• _Task details_
Please copy the items below with "marker" changed to "point" wherever it occurs, leaving everything else as it is.

• _Material provided_

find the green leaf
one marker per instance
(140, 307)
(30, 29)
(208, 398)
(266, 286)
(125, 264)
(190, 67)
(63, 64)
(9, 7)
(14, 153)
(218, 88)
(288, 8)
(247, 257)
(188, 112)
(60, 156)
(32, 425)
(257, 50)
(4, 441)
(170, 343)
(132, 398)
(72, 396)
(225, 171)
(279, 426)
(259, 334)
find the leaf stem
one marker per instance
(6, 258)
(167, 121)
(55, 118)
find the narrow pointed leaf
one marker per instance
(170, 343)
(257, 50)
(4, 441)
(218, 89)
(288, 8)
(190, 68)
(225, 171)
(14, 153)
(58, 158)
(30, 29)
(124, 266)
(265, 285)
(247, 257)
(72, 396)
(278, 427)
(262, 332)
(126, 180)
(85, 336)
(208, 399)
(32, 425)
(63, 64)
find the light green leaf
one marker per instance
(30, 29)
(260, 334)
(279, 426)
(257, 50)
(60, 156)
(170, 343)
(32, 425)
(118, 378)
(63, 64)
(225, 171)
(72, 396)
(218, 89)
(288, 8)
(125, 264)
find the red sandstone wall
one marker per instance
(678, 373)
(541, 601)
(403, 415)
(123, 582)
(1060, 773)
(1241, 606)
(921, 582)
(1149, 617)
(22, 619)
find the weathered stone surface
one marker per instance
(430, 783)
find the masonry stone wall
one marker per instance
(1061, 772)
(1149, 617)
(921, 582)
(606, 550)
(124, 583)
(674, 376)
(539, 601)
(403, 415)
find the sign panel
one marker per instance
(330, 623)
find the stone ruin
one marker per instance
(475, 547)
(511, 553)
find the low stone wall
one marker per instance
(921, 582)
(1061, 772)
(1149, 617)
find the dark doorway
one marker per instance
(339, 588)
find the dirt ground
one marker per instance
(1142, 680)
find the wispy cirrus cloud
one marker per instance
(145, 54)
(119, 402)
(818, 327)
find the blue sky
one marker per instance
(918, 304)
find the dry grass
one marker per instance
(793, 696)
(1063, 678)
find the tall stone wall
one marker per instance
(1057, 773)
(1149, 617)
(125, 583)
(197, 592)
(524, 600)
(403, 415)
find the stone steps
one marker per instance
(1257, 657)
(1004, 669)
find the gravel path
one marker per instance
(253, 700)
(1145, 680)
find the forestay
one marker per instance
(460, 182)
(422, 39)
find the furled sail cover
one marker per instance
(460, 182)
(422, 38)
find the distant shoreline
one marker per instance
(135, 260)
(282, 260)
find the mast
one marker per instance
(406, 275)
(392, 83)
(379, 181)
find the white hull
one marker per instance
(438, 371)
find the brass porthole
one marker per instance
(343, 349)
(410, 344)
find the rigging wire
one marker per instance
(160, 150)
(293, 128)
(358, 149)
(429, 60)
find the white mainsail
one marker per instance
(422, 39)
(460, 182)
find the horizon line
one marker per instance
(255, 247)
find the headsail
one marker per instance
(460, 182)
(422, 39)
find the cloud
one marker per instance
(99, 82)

• _Exercise response_
find the green leaf
one point per instance
(140, 307)
(30, 29)
(208, 398)
(266, 286)
(125, 264)
(190, 67)
(63, 64)
(9, 7)
(14, 153)
(218, 88)
(288, 8)
(247, 257)
(188, 112)
(60, 156)
(32, 425)
(257, 50)
(4, 441)
(170, 343)
(132, 398)
(72, 396)
(225, 171)
(279, 426)
(259, 334)
find the leaf stem
one point per instance
(6, 258)
(167, 121)
(55, 118)
find the narrow pointed leaf
one point per instance
(170, 343)
(257, 50)
(4, 441)
(218, 89)
(288, 8)
(190, 68)
(225, 171)
(14, 153)
(58, 158)
(30, 29)
(124, 266)
(265, 285)
(247, 257)
(72, 396)
(278, 427)
(262, 332)
(126, 180)
(85, 336)
(208, 399)
(32, 425)
(63, 64)
find the light green leaf
one point per instance
(30, 29)
(260, 334)
(279, 426)
(257, 50)
(60, 156)
(170, 343)
(32, 425)
(118, 378)
(63, 64)
(225, 171)
(72, 396)
(218, 89)
(288, 8)
(125, 264)
find the red sandstone wall
one point per instance
(678, 373)
(541, 601)
(403, 415)
(123, 582)
(1060, 773)
(1241, 606)
(921, 582)
(1149, 617)
(22, 619)
find the weathered stone surface
one point per instance
(430, 783)
find the masonry stone wall
one point per instance
(1061, 772)
(1149, 617)
(921, 582)
(606, 550)
(124, 583)
(674, 376)
(539, 601)
(403, 415)
find the sign panel
one point per instance
(330, 623)
find the stone ruin
one point per instance
(475, 547)
(511, 553)
find the low stone wall
one point per instance
(921, 582)
(1061, 772)
(1149, 617)
find the dark doorway
one point per instance
(339, 588)
find the dirt ground
one point per instance
(1142, 680)
find the wispy cirrus cloud
one point per instance
(145, 54)
(119, 402)
(818, 327)
find the blue sky
one point per instance
(918, 304)
find the dry grass
one point per instance
(793, 696)
(1063, 678)
find the tall stone wall
one point per instance
(1057, 773)
(1149, 617)
(125, 583)
(197, 592)
(524, 600)
(403, 415)
find the stone steps
one point per instance
(1257, 657)
(1004, 669)
find the gravel path
one point per instance
(253, 700)
(1145, 680)
find the forestay
one point per instance
(460, 182)
(422, 39)
find the furled sail cover
one point per instance
(460, 182)
(422, 38)
find the distant shoreline
one point per instance
(135, 260)
(282, 260)
find the mast
one point per instance
(406, 275)
(392, 83)
(379, 181)
find the white hull
one point per instance
(438, 371)
find the brass porthole
one point per instance
(343, 349)
(410, 344)
find the rigging wire
one point per instance
(160, 150)
(293, 128)
(358, 149)
(429, 60)
find the white mainsail
one point per instance
(422, 39)
(460, 182)
find the horizon line
one point per instance
(255, 247)
find the headsail
one point per instance
(460, 182)
(422, 39)
find the cloud
one point per instance
(99, 82)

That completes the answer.